■ Consignes: Recopiez mot pour mot toutes les entrées ci-dessous, en laissant les images de côté.
------ Données
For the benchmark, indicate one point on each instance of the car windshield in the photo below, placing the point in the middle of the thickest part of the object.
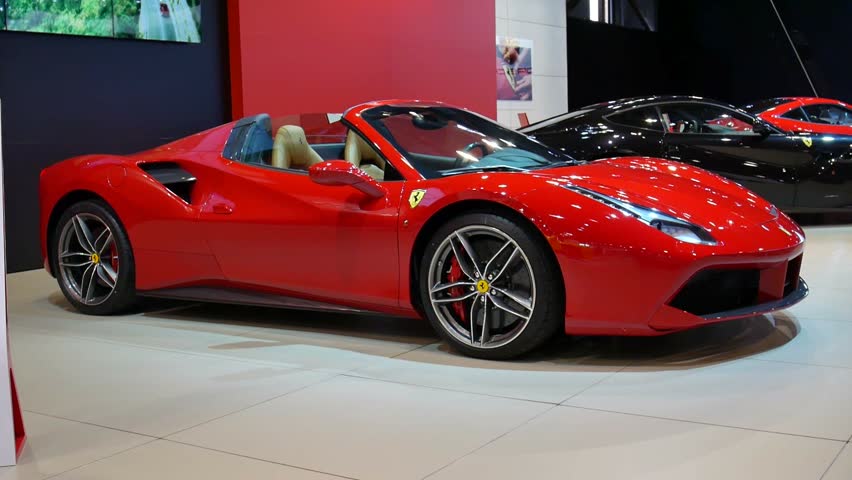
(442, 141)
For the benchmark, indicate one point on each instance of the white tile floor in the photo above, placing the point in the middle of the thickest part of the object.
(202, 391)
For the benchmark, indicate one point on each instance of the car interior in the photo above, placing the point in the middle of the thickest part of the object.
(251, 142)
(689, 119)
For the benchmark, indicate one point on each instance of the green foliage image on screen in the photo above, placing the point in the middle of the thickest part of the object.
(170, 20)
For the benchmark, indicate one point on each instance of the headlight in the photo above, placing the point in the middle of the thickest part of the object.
------------
■ Corrigé:
For the benchmark, indicate one point on each instance of the car windshield in the photo below, placing the point in the middle of the thickest part of the object.
(442, 141)
For the benchmark, indicate one point on each instance of the white tile floor in the photo above, placing the point in the middle of the thickest part of the object.
(202, 391)
For the benchmark, indicate one point on each instance of the car interior in the photo above, placing the point in the middle of the thickest part of the object.
(251, 142)
(689, 119)
For the benchmark, indicate one point on each instance of the green foliage image on screen in the photo above, placing the point in the middle of the thickest part of the object.
(170, 20)
For the benchmark, indicate one point on each instance of the headlight in the photo above, placing the point in the middle of the thickest part of the object.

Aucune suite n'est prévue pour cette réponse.